Suddenly, mortally offended, Mirakle goes bananas, stares straight at the camera and intones:
“My life is consecrated to a great experiment! I tell you I will prove your kinship with the ape! Erik’s blood shall be mixed with the blood of man!”
It’s a closer call by now, but you still have to conclude this guy is hoking it; he even ends by offering the girls in the audience a chance to come up and see the ape. (“You liked her, didn’t you, Erik?” leers Lugosi after Sidney has been introduced.)
But it is at this point that the film suddenly lurches into the nastiest sequences in all of pre-Code horror. And Lugosi, lit from below and with massive eyebrows, is terrifying.

Don't forget, he was basically sexy and suave all the time in Dracula, bar a few distorted close-ups as he bent down for the kill. That was Lugosi the matinee-idol vampire. This is altogether different, and if he truly wanted to avoid identification with sinister roles, he only had himself to blame for the relish with which he goes at it here.

### Extracted material:
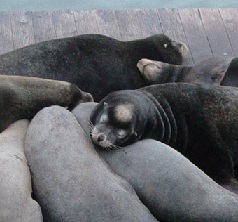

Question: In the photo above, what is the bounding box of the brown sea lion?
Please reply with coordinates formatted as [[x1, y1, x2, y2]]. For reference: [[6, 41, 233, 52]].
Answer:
[[137, 57, 238, 87], [0, 34, 187, 101], [91, 83, 238, 187]]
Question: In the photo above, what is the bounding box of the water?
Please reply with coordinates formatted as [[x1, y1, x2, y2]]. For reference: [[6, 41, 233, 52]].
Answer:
[[0, 0, 238, 11]]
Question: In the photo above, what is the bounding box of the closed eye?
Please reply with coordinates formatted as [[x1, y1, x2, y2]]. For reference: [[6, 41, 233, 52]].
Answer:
[[117, 129, 127, 139], [99, 114, 108, 123]]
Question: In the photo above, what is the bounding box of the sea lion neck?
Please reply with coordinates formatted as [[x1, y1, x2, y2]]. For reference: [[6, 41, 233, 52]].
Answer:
[[139, 91, 188, 152]]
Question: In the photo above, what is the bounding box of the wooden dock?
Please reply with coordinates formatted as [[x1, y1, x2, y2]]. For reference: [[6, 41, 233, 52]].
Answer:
[[0, 8, 238, 64]]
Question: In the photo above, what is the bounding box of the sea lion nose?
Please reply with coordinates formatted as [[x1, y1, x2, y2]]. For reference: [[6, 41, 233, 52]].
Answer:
[[97, 133, 106, 142]]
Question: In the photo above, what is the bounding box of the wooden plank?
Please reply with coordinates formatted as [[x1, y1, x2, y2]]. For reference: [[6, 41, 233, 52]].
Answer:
[[30, 11, 56, 42], [0, 11, 14, 54], [157, 9, 194, 65], [9, 12, 35, 49], [199, 9, 234, 57], [52, 10, 78, 38], [135, 9, 163, 38], [219, 8, 238, 57], [96, 10, 122, 39], [178, 8, 213, 63], [74, 10, 100, 34], [115, 10, 142, 41]]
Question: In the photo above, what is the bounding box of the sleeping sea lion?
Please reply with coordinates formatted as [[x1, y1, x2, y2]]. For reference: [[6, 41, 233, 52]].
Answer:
[[91, 83, 238, 184], [137, 57, 238, 87], [0, 34, 187, 101]]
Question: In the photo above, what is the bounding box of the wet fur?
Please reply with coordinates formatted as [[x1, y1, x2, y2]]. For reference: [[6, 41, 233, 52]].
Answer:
[[91, 83, 238, 187], [0, 34, 186, 101]]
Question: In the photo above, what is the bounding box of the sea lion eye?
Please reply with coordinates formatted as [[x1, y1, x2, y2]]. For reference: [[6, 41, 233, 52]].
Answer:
[[99, 114, 108, 123], [117, 129, 127, 139]]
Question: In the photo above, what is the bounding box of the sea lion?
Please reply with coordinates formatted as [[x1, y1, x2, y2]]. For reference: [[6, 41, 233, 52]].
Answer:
[[25, 106, 158, 222], [0, 120, 43, 222], [91, 83, 238, 184], [72, 103, 238, 222], [0, 34, 187, 101], [0, 75, 92, 132], [137, 57, 238, 87]]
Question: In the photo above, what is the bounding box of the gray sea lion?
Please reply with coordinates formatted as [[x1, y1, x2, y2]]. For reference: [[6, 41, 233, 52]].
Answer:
[[0, 34, 187, 101], [91, 83, 238, 186], [137, 58, 238, 87], [0, 120, 43, 222], [25, 106, 157, 222], [0, 75, 92, 132], [72, 103, 238, 222]]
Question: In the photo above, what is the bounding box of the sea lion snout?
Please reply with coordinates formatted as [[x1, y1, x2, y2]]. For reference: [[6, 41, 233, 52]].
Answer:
[[171, 41, 189, 56], [137, 59, 166, 81], [96, 133, 106, 143]]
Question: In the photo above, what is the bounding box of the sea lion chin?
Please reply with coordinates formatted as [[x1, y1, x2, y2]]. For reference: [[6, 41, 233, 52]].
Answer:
[[91, 83, 238, 183]]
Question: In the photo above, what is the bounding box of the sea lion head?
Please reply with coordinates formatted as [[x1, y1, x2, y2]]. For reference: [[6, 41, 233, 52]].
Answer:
[[147, 34, 189, 65], [90, 90, 143, 149]]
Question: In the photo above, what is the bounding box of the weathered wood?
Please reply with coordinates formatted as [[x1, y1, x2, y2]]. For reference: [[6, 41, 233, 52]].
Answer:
[[199, 9, 234, 57], [178, 8, 213, 63], [9, 12, 35, 49], [30, 11, 57, 43], [219, 8, 238, 56], [135, 9, 163, 38], [96, 10, 122, 39], [0, 12, 14, 54], [115, 10, 142, 41], [0, 8, 238, 64], [157, 9, 194, 65], [73, 10, 100, 34], [52, 10, 78, 38]]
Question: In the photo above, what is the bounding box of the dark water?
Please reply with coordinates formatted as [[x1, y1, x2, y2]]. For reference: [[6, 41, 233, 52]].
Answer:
[[0, 0, 238, 11]]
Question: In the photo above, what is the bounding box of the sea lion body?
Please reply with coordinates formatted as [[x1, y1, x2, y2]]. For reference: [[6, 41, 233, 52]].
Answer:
[[137, 57, 238, 87], [0, 34, 187, 101], [0, 75, 92, 132], [91, 83, 238, 183]]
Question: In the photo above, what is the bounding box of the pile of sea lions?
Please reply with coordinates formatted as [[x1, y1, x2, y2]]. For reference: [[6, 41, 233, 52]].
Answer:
[[0, 34, 238, 222]]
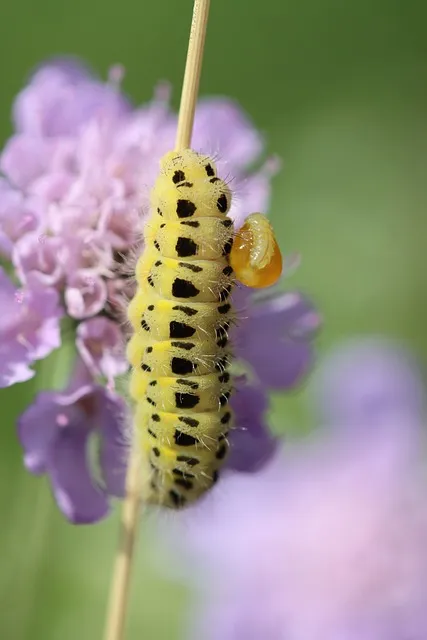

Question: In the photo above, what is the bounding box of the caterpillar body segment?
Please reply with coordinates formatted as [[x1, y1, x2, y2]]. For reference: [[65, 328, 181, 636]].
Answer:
[[127, 149, 234, 508]]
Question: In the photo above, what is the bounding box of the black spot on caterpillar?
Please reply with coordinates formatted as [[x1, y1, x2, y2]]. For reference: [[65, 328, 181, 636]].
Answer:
[[175, 236, 198, 258], [174, 429, 199, 447], [171, 358, 197, 376], [172, 278, 200, 298], [179, 262, 203, 273], [176, 200, 197, 218], [169, 320, 196, 338]]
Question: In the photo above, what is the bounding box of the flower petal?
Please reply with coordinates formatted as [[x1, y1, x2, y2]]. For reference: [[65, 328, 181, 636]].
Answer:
[[236, 293, 319, 389], [18, 391, 59, 474], [226, 385, 278, 472], [76, 317, 128, 381], [49, 425, 109, 524], [98, 391, 129, 498]]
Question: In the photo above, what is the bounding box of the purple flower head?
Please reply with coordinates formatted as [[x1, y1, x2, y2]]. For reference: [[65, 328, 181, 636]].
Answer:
[[0, 267, 62, 387], [0, 59, 318, 522], [174, 340, 427, 640], [313, 338, 426, 429], [18, 362, 127, 524]]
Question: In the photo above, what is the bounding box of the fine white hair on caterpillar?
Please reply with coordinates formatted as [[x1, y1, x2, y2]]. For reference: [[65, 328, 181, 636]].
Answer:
[[127, 149, 281, 508]]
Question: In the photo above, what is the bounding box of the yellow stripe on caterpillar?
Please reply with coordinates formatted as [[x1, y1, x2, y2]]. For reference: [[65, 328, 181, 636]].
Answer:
[[127, 149, 281, 508], [128, 289, 236, 340]]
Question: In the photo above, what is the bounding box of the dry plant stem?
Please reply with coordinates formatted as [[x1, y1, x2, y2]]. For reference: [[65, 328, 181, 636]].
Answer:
[[175, 0, 210, 151], [104, 0, 210, 640], [104, 446, 141, 640]]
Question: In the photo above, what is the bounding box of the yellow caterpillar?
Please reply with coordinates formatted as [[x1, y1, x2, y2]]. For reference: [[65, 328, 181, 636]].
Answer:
[[127, 149, 282, 508]]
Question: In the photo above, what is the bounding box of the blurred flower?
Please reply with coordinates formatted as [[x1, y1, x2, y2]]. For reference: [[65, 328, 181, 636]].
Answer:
[[0, 60, 317, 521], [0, 267, 62, 387], [173, 340, 427, 640], [18, 361, 127, 524]]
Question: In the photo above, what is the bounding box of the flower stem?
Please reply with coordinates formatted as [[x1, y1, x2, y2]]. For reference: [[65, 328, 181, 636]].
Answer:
[[104, 0, 210, 640], [104, 446, 141, 640]]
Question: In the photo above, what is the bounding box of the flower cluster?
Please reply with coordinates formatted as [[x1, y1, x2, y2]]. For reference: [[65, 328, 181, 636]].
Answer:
[[178, 340, 427, 640], [0, 60, 318, 522]]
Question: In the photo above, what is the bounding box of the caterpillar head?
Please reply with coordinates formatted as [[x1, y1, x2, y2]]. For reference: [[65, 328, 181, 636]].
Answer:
[[151, 149, 231, 220]]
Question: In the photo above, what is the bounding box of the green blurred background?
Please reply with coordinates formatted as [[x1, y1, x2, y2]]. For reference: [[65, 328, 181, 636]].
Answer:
[[0, 0, 427, 640]]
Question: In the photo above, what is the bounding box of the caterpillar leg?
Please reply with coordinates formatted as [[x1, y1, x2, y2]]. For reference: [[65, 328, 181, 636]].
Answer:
[[230, 213, 282, 288]]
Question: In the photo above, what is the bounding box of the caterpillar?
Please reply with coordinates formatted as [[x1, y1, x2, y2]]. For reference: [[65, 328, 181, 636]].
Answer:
[[127, 149, 282, 509]]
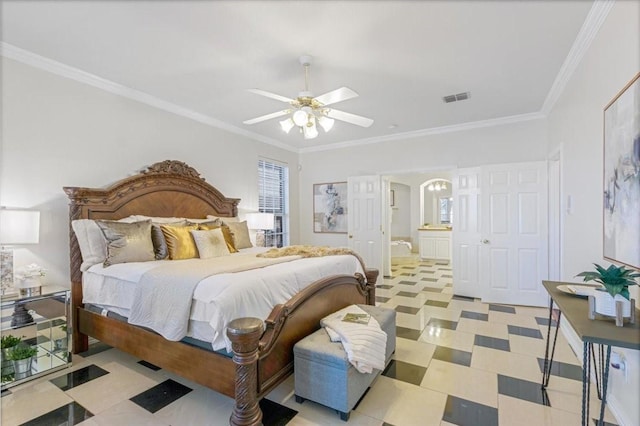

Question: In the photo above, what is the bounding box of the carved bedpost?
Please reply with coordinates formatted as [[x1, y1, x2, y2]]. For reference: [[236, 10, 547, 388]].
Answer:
[[227, 318, 264, 426], [365, 269, 380, 306]]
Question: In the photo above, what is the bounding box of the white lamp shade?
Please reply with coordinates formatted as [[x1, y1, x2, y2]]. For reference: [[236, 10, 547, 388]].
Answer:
[[0, 209, 40, 245], [247, 213, 274, 230]]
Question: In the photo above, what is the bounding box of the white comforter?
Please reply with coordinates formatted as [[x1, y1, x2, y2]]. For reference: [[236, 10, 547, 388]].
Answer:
[[83, 250, 364, 351]]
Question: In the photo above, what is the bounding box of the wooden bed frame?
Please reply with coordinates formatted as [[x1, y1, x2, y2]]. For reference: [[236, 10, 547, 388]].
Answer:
[[64, 160, 378, 426]]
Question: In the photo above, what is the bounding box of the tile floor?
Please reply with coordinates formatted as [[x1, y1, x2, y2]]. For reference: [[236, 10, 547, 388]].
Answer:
[[2, 258, 614, 426]]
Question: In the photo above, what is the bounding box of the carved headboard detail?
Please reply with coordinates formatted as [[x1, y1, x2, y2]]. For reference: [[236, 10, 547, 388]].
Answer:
[[64, 160, 240, 283]]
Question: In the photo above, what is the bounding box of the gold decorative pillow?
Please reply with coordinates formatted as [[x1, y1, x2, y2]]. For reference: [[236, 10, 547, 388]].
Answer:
[[151, 220, 187, 260], [198, 220, 238, 253], [96, 220, 155, 267], [225, 220, 253, 249], [191, 228, 231, 259], [160, 225, 198, 260]]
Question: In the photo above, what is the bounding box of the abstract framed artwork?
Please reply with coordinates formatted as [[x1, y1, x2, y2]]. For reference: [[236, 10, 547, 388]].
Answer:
[[603, 73, 640, 269], [313, 182, 347, 234]]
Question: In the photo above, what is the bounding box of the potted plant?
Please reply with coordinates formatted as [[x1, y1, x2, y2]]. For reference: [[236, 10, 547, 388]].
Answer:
[[576, 263, 640, 317], [0, 334, 22, 376], [9, 345, 38, 380]]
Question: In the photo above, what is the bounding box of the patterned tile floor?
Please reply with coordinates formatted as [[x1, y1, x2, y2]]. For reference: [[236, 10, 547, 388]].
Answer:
[[2, 258, 614, 426]]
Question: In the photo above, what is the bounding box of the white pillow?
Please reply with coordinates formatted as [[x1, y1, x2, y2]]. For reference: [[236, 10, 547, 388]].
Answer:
[[71, 219, 107, 272], [191, 228, 231, 259], [129, 214, 185, 225], [207, 214, 240, 225]]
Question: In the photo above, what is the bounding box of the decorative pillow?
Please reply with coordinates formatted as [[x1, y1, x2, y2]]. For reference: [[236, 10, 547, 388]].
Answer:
[[151, 220, 187, 260], [160, 225, 198, 260], [198, 220, 238, 253], [225, 220, 253, 249], [186, 218, 211, 224], [191, 228, 231, 259], [71, 219, 107, 272], [96, 220, 155, 267]]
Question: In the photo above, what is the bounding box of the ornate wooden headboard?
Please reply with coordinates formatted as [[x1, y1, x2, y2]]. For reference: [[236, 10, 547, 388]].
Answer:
[[64, 160, 240, 283]]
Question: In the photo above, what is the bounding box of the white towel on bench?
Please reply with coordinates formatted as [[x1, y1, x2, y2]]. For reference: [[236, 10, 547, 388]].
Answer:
[[320, 305, 387, 373]]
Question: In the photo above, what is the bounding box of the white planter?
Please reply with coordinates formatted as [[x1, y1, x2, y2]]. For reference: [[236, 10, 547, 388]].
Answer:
[[594, 291, 631, 318]]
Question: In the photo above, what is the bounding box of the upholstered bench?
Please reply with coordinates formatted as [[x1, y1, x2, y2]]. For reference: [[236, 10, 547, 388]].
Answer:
[[293, 305, 396, 421]]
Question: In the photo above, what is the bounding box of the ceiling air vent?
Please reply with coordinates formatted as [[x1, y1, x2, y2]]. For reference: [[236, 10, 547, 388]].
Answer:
[[442, 92, 471, 104]]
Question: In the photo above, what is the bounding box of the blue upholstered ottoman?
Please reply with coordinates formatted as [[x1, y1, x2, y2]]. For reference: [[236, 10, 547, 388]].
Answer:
[[293, 305, 396, 421]]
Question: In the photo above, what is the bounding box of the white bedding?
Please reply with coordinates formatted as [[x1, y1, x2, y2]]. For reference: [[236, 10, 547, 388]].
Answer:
[[83, 248, 364, 351], [391, 240, 412, 257]]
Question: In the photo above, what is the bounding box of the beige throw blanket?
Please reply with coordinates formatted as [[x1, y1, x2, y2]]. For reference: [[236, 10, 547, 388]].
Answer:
[[256, 245, 367, 271], [128, 254, 300, 341]]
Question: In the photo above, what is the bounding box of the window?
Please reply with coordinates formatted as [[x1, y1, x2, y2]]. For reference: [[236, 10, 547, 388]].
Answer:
[[440, 197, 453, 224], [258, 159, 289, 247]]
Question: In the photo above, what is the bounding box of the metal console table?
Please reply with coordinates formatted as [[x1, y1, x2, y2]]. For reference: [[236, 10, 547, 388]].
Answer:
[[542, 281, 640, 426]]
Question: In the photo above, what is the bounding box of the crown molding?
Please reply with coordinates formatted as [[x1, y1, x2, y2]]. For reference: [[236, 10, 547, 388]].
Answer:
[[0, 0, 615, 154], [0, 42, 298, 153], [300, 112, 546, 154], [540, 0, 615, 116]]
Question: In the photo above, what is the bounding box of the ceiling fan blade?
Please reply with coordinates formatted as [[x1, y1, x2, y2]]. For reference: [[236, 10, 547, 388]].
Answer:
[[327, 108, 373, 127], [247, 89, 293, 103], [243, 109, 291, 124], [314, 87, 358, 105]]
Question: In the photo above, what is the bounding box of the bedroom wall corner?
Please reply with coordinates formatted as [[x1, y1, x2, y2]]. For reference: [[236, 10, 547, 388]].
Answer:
[[548, 1, 640, 426], [0, 57, 299, 285]]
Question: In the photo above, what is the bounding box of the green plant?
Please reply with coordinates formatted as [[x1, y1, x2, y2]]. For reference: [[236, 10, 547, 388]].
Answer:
[[576, 263, 640, 300], [9, 345, 38, 361], [0, 334, 22, 349]]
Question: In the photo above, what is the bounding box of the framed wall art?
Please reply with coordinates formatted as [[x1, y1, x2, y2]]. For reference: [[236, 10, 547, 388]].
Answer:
[[313, 182, 347, 234], [603, 73, 640, 269]]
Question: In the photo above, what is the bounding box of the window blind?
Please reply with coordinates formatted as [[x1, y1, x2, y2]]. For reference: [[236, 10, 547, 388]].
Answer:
[[258, 159, 289, 247]]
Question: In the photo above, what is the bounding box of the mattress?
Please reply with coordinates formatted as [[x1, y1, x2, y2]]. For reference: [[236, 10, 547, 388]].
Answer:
[[83, 247, 364, 351]]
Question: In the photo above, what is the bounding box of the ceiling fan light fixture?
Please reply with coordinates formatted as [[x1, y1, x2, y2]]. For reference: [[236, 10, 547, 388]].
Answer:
[[291, 109, 309, 127], [318, 115, 335, 133], [302, 118, 318, 139], [280, 118, 296, 133]]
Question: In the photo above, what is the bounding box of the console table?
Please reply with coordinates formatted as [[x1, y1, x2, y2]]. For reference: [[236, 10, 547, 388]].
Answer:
[[542, 281, 640, 426]]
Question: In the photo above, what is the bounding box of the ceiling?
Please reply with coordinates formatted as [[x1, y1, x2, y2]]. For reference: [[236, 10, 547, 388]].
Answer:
[[1, 0, 593, 151]]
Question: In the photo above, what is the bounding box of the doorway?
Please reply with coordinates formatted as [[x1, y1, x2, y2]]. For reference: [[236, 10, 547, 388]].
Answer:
[[383, 169, 455, 275]]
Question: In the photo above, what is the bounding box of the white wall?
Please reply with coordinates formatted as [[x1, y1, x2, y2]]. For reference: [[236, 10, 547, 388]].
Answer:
[[300, 120, 547, 246], [548, 1, 640, 426], [390, 182, 411, 239], [0, 59, 299, 285]]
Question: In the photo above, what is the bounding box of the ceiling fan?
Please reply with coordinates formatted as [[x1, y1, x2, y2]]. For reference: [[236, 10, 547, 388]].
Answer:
[[243, 55, 373, 139]]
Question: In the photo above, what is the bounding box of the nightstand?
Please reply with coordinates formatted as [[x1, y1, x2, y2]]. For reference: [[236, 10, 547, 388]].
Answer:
[[0, 285, 71, 390]]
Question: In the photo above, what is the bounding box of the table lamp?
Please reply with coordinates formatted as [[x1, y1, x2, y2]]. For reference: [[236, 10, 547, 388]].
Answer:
[[247, 213, 274, 247], [0, 209, 40, 294]]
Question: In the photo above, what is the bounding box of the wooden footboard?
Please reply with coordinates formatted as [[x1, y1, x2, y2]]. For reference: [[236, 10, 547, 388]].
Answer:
[[73, 270, 378, 426]]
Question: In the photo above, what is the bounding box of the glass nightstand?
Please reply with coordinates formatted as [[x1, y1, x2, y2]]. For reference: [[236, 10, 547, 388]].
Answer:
[[0, 285, 71, 390]]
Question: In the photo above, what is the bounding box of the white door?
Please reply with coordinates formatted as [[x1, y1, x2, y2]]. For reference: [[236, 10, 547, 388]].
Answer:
[[480, 162, 548, 306], [452, 168, 482, 297], [347, 175, 384, 274]]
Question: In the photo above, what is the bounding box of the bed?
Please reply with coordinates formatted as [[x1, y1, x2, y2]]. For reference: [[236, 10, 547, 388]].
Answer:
[[64, 160, 378, 425], [391, 239, 413, 257]]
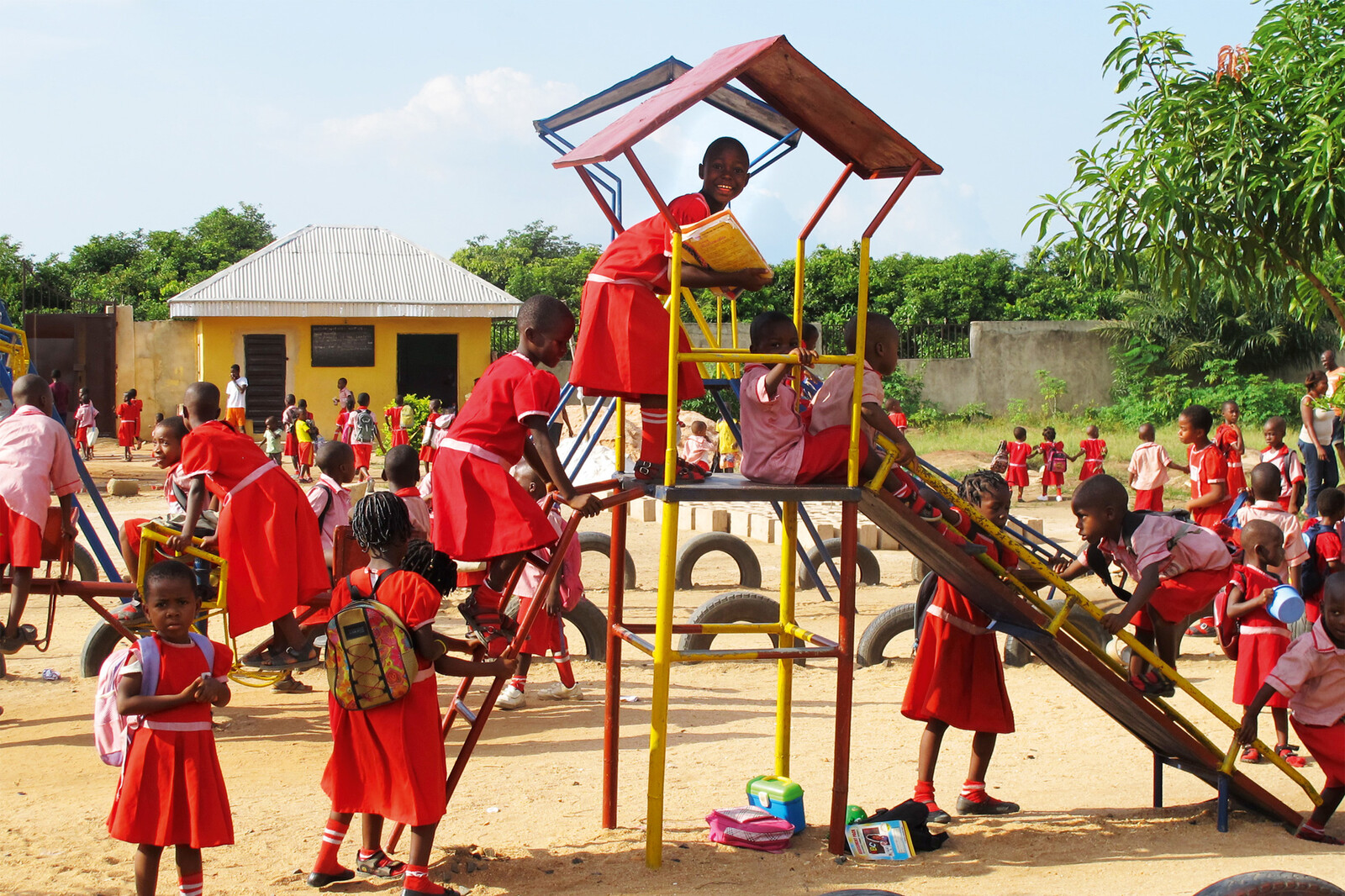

### Work order 1:
In the passage about Lugosi's performance, what does Mirakle say he will prove?
### Work order 2:
Set down the passage about Lugosi's performance word for word, from "It’s a closer" to "eyebrows, is terrifying.".
The records are unrelated to the passage about Lugosi's performance.

### Task output 1:
He says he will prove "your kinship with the ape."

### Task output 2:
It’s a closer call by now, but you still have to conclude this guy is hoking it; he even ends by offering the girls in the audience a chance to come up and see the ape. (“You liked her, didn’t you, Erik?” leers Lugosi after Sidney has been introduced.)
But it is at this point that the film suddenly lurches into the nastiest sequences in all of pre-Code horror. And Lugosi, lit from below and with massive eyebrows, is terrifying.